Quando formi un venditore, soprattutto all’inizio, “NO” e porte in faccia possono essere un boccone duro da digerire per chi non è abituato a ricevere rifiutati o prende ognuno di quei “NO” sul personale.

Se da un punto di vista motivazionale può andar bene per interrompere il pianto singhiozzato causato da troppi schiaffi di fila, da un punto di vista logico è il caso di fare due chiacchiere di approfondimento.

La formazione vendita motivazionale, quella alla networker disperato stile Herbalife, prova a farti credere che per ogni NO che ricevi, stai aumentando le probabilità che arrivi un SÌ.

Bella stronzata.

Prendersi un “vaffanc***” da quello che speravi sarebbe diventato un tuo prossimo cliente, non ha niente a che vedere con tutti gli altri diciottordicimila rifiuti che prenderai dopo.

Ogni vendita è a sé.

Un modello matematico probabilistico stile palline bianche e nere è più inadatto di Zaza a tirar rigori se vuoi prevedere i risultati delle prossime trattative.

Quante palline bianche e nere ci sono in totale?

Come fai a saperlo?

Chi decide quante palline bianche ci sono?

E se sono tutte nere?

Ma soprattutto, la domanda più importate: 

«Cosa ti dà la certezza di poter prevedere il futuro in base agli eventi passati?»

Conoscere la risposta ti sarà molto utile, soprattutto se ti occupi di servizi legati a stime, previsioni e probabilità.

Premessa: come ho già ripetuto ventordici volte, in un modo o nell’altro, tutti noi che facciamo impresa e siamo portatori (più o meno) sani di partita IVA, facciamo tutti lo stesso lavoro.

Vendiamo soluzioni a problemi!

  • Io vendo soluzioni a imprenditori che hanno problemi nel trovare nuovi clienti e fidelizzare i vecchi.
  • Victoria’s Secret vende una soluzione alle donne che vogliono sentirsi più sexy per loro stesse o per i loro partner.
  • Riccardo del Borducan vende una soluzione a coppie che vogliono una location indimenticabile per una ricorrenza importante o per passare un weekend magico.

======

Obiettivi:
**a.** Elenca tutte le domande che compaiono nel brano sui rifiuti nella vendita.
**b.** Modifica la parte del brano sui rifiuti nella vendita che si apre con le parole contenenti "La formazione vendita" e si chiude con "vendita è a sé.", mettendo "Tupperware" al posto di "Herbalife".
**c.** Prosegui il brano sui rifiuti nella vendita a partire dal punto in cui si interrompe.

======

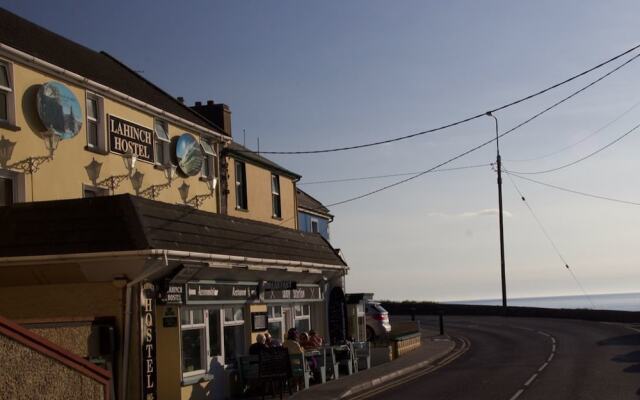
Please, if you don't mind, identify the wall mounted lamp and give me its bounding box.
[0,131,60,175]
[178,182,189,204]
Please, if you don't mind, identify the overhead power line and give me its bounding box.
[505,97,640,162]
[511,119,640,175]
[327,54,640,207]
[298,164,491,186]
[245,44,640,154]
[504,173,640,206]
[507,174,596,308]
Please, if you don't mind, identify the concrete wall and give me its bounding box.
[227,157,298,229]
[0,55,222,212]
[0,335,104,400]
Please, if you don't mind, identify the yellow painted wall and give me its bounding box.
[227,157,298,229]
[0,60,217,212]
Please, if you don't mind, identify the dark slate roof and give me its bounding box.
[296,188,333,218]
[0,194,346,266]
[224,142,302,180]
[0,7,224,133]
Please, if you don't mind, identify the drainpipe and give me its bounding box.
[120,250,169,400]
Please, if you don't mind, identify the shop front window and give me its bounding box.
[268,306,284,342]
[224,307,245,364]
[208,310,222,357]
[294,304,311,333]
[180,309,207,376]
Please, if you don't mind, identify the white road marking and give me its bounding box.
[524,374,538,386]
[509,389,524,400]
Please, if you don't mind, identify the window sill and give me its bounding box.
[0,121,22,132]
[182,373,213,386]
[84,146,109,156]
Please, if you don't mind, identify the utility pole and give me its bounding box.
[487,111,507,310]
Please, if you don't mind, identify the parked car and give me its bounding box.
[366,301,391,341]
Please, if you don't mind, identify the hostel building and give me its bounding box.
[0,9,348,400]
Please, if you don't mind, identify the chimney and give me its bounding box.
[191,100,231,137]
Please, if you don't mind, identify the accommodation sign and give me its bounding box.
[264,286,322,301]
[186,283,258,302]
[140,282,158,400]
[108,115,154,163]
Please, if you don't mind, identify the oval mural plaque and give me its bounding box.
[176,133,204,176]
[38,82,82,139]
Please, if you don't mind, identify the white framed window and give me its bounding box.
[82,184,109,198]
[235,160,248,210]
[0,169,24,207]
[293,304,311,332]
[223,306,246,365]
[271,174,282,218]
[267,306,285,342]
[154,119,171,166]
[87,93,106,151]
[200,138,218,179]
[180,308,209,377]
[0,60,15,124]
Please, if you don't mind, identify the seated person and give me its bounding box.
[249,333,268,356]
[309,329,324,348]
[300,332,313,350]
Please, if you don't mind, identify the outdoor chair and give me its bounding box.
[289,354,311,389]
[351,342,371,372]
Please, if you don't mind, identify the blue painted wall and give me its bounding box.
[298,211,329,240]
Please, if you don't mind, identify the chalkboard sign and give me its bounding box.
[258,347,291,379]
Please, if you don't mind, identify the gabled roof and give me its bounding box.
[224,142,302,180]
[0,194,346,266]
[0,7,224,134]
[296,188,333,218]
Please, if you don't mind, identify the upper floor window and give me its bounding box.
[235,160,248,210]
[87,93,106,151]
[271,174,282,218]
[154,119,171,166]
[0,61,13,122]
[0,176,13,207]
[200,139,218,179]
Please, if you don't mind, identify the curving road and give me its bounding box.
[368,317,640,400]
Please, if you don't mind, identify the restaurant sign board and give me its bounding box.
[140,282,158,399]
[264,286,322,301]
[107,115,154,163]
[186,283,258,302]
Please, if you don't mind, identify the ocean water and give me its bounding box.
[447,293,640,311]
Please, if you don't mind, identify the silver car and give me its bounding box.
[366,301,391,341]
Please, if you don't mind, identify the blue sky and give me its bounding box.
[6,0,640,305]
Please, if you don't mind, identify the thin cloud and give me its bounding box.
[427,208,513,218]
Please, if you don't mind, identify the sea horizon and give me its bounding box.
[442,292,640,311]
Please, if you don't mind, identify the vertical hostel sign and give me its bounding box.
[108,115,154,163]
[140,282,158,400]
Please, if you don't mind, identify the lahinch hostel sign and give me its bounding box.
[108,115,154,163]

======

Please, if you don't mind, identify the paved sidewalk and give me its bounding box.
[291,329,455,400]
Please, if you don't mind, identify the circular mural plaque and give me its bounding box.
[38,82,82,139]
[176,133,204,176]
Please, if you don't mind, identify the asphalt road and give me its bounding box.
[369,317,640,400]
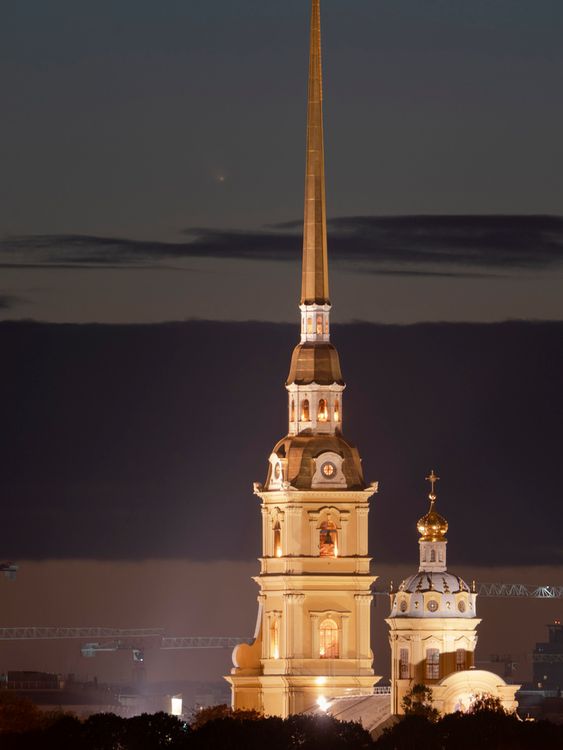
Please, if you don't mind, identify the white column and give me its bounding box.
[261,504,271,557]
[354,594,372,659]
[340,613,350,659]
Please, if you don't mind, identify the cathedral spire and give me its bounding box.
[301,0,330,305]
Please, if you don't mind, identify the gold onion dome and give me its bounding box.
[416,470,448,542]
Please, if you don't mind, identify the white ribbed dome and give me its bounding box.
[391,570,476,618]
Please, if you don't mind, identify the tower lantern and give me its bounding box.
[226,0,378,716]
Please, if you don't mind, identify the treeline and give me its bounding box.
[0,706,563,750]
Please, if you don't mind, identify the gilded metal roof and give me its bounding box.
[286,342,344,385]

======

Risultati delle consegne:
**a.**
- Quante palline bianche e nere ci sono in totale?
- Come fai a saperlo?
- Chi decide quante palline bianche ci sono?
- E se sono tutte nere?
- Cosa ti dà la certezza di poter prevedere il futuro in base agli eventi passati?

**b.**
La formazione vendita motivazionale, quella alla networker disperato stile Tupperware, prova a farti credere che per ogni NO che ricevi, stai aumentando le probabilità che arrivi un SÌ.

Bella stronzata.

Prendersi un “vaffanc***” da quello che speravi sarebbe diventato un tuo prossimo cliente, non ha niente a che vedere con tutti gli altri diciottordicimila rifiuti che prenderai dopo.

Ogni vendita è a sé.

**c.**
  • Il forno vicino a casa, che sta aperto fino alle 4, vende una soluzione per chi dopo aver fatto serata e con più alcol che sangue in corpo, cerca qualcosa di solido con cui riempire lo stomaco.

Diretti o indiretti che siano, siamo tutti nel mercato della risoluzione di problemi.

Ehi, tu! Hai un problema?

Vieni da me che ho la soluzione adatta a te!

Iperbanalizzando all’estremo, il marketing si riduce a questo.

Da qui, però, nasce un altro problema.

Come si vende qualcosa a chi questo problema non lo percepisce ancora?

Per esempio, il marketing in settori come assicurazioni, investimenti o antifurti può risultare molto difficile da gestire proprio per la discreta dose di imprevedibilità che l’evento preventivato si verifichi.

Non vendi un problema, vendi la probabilità che quel problema accada.

Il problema è che quasi nessuno è disposto a pagare per un problema che potrebbe succedere… ma anche no.

Soprattutto perché la nostra valutazione in questi casi si basa su errori di calcolo come il bias dello schema e quello di prossimità.

“Non dipendente si è infortunato sul lavoro in 20 anni, vuoi che succeda proprio ora?”

“Nessun ladro ha mai commesso furti in questa zona, non inizieranno mica proprio da casa mia…”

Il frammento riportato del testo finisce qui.